Problem details:
Every line containing the word "seated" must be pulled from the records.

Stored dataset items:
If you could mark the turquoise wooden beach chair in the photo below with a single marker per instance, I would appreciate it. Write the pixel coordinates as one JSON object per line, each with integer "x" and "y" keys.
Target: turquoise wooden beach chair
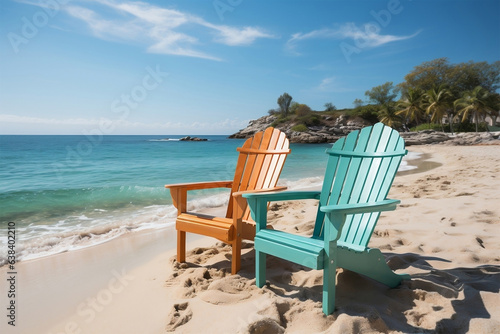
{"x": 361, "y": 168}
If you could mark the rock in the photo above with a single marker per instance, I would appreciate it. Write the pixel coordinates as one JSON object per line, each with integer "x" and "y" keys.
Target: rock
{"x": 189, "y": 138}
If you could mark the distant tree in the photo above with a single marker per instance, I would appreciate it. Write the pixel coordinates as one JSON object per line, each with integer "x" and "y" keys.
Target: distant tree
{"x": 427, "y": 75}
{"x": 457, "y": 77}
{"x": 357, "y": 103}
{"x": 476, "y": 102}
{"x": 330, "y": 107}
{"x": 389, "y": 117}
{"x": 382, "y": 95}
{"x": 284, "y": 103}
{"x": 410, "y": 107}
{"x": 439, "y": 104}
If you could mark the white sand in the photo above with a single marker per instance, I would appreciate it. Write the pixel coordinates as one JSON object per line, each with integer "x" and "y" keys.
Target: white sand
{"x": 445, "y": 234}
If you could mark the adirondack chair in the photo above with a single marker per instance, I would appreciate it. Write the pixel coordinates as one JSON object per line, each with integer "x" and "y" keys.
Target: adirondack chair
{"x": 261, "y": 159}
{"x": 361, "y": 168}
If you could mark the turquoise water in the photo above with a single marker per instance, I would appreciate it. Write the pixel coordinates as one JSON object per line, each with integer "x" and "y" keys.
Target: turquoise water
{"x": 70, "y": 192}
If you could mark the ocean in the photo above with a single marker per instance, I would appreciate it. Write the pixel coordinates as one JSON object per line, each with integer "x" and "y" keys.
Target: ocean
{"x": 69, "y": 192}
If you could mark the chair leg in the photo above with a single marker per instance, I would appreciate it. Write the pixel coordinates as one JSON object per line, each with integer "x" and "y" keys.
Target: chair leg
{"x": 181, "y": 246}
{"x": 260, "y": 268}
{"x": 370, "y": 263}
{"x": 236, "y": 258}
{"x": 329, "y": 280}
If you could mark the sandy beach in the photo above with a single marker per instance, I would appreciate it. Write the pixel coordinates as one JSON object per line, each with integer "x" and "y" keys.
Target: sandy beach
{"x": 444, "y": 234}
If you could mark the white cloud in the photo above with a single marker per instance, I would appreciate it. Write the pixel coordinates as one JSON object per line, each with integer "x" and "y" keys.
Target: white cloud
{"x": 366, "y": 36}
{"x": 165, "y": 31}
{"x": 331, "y": 85}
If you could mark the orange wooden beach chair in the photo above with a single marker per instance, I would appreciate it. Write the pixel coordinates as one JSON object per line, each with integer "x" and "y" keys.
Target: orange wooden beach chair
{"x": 260, "y": 161}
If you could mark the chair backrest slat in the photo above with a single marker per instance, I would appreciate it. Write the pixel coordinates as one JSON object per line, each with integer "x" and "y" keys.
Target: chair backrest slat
{"x": 363, "y": 174}
{"x": 261, "y": 159}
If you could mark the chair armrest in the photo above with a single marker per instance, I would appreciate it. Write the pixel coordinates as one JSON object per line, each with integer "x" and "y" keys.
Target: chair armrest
{"x": 179, "y": 191}
{"x": 258, "y": 202}
{"x": 201, "y": 185}
{"x": 257, "y": 191}
{"x": 282, "y": 195}
{"x": 385, "y": 205}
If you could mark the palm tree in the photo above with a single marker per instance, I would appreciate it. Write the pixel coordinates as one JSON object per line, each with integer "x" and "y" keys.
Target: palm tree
{"x": 438, "y": 101}
{"x": 476, "y": 102}
{"x": 389, "y": 117}
{"x": 411, "y": 106}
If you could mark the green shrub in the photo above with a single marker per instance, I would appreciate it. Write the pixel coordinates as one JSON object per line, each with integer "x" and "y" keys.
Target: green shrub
{"x": 300, "y": 128}
{"x": 457, "y": 127}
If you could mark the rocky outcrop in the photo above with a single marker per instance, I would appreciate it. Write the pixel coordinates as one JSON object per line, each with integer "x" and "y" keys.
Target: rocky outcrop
{"x": 254, "y": 126}
{"x": 332, "y": 129}
{"x": 329, "y": 132}
{"x": 188, "y": 138}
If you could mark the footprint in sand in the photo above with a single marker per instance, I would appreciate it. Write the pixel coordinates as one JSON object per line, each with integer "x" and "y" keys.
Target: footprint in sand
{"x": 180, "y": 315}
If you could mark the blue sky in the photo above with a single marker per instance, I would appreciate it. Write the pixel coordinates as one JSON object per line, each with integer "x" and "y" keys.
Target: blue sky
{"x": 208, "y": 67}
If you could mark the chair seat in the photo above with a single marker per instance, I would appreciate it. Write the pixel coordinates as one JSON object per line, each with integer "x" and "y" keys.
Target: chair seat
{"x": 296, "y": 248}
{"x": 218, "y": 227}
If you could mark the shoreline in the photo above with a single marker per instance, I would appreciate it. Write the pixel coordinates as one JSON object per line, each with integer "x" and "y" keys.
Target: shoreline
{"x": 130, "y": 284}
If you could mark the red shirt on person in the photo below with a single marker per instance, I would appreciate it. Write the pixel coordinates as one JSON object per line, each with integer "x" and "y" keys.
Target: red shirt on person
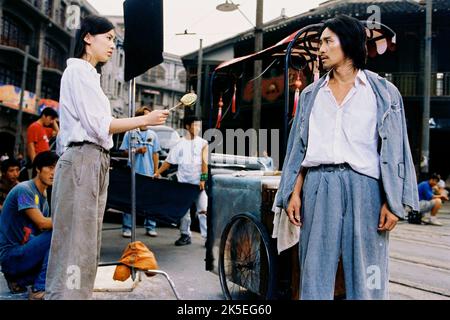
{"x": 37, "y": 134}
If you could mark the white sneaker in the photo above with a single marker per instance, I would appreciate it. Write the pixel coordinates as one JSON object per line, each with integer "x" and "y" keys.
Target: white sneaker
{"x": 126, "y": 234}
{"x": 152, "y": 233}
{"x": 435, "y": 222}
{"x": 426, "y": 220}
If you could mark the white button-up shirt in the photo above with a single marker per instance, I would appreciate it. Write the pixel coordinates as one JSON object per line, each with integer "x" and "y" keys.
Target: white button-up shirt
{"x": 347, "y": 132}
{"x": 85, "y": 111}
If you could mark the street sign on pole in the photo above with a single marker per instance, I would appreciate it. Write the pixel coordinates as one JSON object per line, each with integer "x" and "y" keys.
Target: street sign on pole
{"x": 73, "y": 15}
{"x": 22, "y": 92}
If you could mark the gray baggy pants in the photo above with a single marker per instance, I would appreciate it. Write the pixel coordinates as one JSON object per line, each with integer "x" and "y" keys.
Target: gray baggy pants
{"x": 78, "y": 204}
{"x": 340, "y": 212}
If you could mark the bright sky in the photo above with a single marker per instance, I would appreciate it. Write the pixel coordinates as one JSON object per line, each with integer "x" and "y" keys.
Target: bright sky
{"x": 209, "y": 24}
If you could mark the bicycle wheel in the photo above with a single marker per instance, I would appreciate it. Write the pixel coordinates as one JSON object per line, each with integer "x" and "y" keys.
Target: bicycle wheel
{"x": 246, "y": 260}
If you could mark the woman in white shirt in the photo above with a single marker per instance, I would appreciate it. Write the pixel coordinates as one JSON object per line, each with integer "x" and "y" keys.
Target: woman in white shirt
{"x": 81, "y": 178}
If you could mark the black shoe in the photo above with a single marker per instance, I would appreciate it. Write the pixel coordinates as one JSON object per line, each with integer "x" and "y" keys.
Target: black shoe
{"x": 14, "y": 287}
{"x": 184, "y": 240}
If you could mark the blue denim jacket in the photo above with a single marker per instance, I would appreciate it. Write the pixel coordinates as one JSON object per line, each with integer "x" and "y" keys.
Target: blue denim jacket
{"x": 398, "y": 175}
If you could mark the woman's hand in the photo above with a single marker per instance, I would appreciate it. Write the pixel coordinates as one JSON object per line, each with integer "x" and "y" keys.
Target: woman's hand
{"x": 156, "y": 117}
{"x": 293, "y": 209}
{"x": 388, "y": 220}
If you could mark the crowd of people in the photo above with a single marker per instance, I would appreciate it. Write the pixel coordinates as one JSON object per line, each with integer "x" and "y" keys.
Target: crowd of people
{"x": 331, "y": 192}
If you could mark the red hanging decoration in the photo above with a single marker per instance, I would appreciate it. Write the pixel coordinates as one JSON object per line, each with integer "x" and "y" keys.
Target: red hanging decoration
{"x": 219, "y": 115}
{"x": 233, "y": 103}
{"x": 298, "y": 84}
{"x": 316, "y": 70}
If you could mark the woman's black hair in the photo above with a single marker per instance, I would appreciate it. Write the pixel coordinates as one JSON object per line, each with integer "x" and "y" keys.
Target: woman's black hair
{"x": 352, "y": 36}
{"x": 188, "y": 120}
{"x": 93, "y": 25}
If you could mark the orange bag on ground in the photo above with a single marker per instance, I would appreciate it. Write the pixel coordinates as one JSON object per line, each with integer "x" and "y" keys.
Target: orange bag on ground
{"x": 136, "y": 255}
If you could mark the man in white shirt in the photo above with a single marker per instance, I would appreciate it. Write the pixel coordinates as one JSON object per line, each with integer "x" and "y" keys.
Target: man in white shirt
{"x": 338, "y": 197}
{"x": 191, "y": 156}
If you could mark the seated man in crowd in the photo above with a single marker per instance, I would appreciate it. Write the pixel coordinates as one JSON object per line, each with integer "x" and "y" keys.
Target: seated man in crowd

Result of this task:
If you could mark the seated man in crowd in the photo above with a single marker per instance, I would appreciate it. Write the pixel coordinates as one JSON object per line, each with integer "x" and "y" keys.
Target: seated man in crowd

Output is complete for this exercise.